## Exercise instructions
1 > Decide whether each statement below agrees with the passage on quantum nuclear dynamics. Answer yes or no for each, and quote the deciding words from the passage. (a) In fatty acid oxidation by soybean lipoxygenase-1, the rate-limiting step involves hydrogen transfer influenced by quantum tunneling. (b) The cost of simulating such dynamics grows linearly with the number of nuclear degrees of freedom. (c) Hydrogen transfer governs key processes in artificial photosynthesis.
2 > Continue the article on distributed quantum computing algorithms for quantum dynamics, starting after its final sentence.
[Excerpt]
Distributed Quantum Computing Algorithms for Quantum Dynamics using Tensor Networks

Quantum nuclear dynamics plays a vital role in biological, materials, and atmospheric systems. For example, the rate-limiting step in fatty acid oxidation by soybean lipoxygenase-1 involves hydrogen transfer influenced by quantum tunneling. Similarly, hydrogen transfer governs key processes in nitrogen fixation and artificial photosynthesis. However, simulating such dynamics is computationally demanding, as the cost grows exponentially with the number of nuclear degrees of freedom. This challenge, often called the curse of dimensionality, is compounded by the need to compute accurate potential energy surfaces through electronic structure calculations over many nuclear configurations.
[/Excerpt]
[Available data]
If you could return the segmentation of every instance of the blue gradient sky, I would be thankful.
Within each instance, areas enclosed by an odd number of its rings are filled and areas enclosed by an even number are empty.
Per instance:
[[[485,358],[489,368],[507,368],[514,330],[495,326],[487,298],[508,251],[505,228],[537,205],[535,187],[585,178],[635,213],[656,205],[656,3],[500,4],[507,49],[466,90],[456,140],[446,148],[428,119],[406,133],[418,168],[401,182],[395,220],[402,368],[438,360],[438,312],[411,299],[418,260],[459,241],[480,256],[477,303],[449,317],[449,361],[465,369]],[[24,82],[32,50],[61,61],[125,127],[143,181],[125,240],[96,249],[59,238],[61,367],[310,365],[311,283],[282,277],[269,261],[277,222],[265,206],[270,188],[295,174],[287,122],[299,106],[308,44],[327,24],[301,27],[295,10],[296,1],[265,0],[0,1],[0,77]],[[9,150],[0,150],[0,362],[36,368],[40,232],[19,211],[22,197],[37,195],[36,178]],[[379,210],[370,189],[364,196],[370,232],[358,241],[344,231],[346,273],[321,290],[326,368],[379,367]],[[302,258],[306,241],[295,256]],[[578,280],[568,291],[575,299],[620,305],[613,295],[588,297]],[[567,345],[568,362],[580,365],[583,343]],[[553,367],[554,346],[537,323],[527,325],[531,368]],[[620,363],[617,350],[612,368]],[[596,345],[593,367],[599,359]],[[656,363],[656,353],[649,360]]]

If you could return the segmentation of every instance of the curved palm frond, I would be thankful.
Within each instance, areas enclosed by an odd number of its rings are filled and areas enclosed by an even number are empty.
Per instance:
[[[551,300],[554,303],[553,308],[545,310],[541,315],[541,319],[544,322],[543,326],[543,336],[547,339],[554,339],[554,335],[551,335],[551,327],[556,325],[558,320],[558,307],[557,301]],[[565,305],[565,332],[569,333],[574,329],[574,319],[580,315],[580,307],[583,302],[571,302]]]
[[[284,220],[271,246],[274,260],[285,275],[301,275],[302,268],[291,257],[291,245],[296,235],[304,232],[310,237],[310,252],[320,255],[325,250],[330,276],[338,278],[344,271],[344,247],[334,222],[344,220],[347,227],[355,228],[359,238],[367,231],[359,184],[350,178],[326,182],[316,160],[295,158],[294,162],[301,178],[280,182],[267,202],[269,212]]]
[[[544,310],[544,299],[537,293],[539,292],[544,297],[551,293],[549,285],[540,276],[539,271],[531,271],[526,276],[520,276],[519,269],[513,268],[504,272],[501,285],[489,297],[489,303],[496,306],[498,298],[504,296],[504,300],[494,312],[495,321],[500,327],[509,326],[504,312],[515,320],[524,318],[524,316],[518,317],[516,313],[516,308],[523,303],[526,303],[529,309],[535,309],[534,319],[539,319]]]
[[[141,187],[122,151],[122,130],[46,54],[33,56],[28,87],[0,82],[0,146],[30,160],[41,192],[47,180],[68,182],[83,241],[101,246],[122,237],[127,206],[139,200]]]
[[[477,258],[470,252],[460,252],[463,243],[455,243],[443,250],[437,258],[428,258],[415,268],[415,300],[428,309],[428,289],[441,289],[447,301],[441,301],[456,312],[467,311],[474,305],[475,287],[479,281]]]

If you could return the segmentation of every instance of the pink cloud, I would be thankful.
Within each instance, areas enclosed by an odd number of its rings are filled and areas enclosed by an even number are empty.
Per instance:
[/Available data]
## Answers by task
1 >
(a) Yes: "the rate-limiting step in fatty acid oxidation by soybean lipoxygenase-1 involves hydrogen transfer influenced by quantum tunneling"
(b) No: "the cost grows exponentially with the number of nuclear degrees of freedom"
(c) Yes: "hydrogen transfer governs key processes in nitrogen fixation and artificial photosynthesis"

2 >
Quantum computers offer a way forward by naturally encoding quantum states in exponentially large Hilbert spaces. Yet current NISQ devices are limited by noise, shallow qubit counts, and gate errors. To overcome this, hybrid quantum–classical strategies are essential.

In this work, we present a tensor-network-based framework that decomposes multidimensional wavefunctions and unitary operators into parallel one-dimensional components. Each reduced system is simulated independently on quantum hardware. As a proof of concept, we implement shared-proton dynamics on a two-dimensional potential surface using IonQ’s trapped-ion processor.